=== Begin Enclosure ===
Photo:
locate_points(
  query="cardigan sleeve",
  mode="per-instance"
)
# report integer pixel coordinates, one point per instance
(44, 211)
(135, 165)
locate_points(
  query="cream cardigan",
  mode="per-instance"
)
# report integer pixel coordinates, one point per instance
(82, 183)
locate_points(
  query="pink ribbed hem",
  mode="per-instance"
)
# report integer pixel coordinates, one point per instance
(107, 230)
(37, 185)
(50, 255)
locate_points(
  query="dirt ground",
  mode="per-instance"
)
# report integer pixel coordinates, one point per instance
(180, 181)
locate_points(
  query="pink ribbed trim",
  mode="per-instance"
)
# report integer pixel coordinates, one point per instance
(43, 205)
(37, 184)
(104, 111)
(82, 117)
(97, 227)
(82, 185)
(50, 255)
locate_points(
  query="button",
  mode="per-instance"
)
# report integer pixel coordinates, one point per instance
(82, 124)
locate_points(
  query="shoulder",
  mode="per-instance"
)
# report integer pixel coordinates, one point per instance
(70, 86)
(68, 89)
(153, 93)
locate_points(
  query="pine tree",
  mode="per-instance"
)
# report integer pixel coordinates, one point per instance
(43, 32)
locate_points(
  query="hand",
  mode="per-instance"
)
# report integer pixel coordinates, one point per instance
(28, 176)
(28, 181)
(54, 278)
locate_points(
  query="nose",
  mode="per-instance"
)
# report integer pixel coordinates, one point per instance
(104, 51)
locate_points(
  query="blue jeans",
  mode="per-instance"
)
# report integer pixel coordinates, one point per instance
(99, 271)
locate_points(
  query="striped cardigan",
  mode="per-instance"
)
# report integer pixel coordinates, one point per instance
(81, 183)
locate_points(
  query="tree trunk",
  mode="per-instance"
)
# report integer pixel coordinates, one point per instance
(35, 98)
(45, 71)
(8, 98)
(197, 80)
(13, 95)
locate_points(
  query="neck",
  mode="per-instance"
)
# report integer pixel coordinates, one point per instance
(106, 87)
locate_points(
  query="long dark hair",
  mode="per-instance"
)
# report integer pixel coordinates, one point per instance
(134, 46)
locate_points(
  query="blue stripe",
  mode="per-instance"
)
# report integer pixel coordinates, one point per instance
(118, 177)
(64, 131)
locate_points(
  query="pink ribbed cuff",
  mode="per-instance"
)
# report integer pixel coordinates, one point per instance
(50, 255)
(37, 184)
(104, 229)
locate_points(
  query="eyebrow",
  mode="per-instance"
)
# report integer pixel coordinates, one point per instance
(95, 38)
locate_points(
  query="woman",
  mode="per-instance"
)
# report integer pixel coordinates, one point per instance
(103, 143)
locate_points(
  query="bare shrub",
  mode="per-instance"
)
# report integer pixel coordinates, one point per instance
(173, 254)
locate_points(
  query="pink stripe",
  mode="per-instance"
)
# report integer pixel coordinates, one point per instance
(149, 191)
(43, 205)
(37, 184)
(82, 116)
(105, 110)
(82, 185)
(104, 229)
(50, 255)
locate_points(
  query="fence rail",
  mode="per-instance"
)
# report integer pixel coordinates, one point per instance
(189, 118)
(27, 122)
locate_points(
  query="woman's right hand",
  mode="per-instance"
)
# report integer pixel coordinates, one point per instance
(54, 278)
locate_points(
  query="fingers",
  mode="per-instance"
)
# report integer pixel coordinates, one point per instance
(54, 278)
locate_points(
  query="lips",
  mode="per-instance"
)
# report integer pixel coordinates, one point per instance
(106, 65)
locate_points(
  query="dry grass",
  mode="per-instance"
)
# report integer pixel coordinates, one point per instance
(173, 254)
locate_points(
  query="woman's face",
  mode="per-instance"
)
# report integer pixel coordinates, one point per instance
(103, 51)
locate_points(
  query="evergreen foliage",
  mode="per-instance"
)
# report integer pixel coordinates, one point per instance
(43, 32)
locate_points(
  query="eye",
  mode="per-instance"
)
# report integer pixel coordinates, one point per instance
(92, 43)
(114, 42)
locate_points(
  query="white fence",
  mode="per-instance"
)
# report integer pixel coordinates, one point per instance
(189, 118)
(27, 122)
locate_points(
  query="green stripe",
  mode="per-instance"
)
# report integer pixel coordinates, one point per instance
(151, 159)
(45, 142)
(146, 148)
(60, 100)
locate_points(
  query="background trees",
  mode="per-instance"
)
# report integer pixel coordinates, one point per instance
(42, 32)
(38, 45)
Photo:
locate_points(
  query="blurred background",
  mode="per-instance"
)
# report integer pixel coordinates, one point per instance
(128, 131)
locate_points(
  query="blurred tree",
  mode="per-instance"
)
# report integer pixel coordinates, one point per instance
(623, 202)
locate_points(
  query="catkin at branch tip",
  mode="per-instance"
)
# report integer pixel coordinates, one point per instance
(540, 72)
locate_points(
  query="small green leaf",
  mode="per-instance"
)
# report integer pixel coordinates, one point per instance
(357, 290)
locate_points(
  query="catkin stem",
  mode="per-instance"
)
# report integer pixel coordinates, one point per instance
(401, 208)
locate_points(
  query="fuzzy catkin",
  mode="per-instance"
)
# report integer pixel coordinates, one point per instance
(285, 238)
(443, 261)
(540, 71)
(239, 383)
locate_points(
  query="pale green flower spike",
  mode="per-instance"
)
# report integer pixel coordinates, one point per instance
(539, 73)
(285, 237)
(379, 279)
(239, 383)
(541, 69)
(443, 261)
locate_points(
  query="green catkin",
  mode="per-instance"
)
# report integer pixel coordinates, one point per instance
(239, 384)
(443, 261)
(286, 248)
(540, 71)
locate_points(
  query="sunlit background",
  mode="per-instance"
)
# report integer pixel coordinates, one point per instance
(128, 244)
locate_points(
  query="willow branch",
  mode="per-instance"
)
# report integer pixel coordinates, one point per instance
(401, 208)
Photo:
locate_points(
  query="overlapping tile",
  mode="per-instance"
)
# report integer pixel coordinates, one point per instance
=== End Enclosure ===
-- Work instructions --
Go through the entries above and copy out every line that includes the word "branch".

-- Task response --
  query="catkin at branch tip",
  query="willow branch",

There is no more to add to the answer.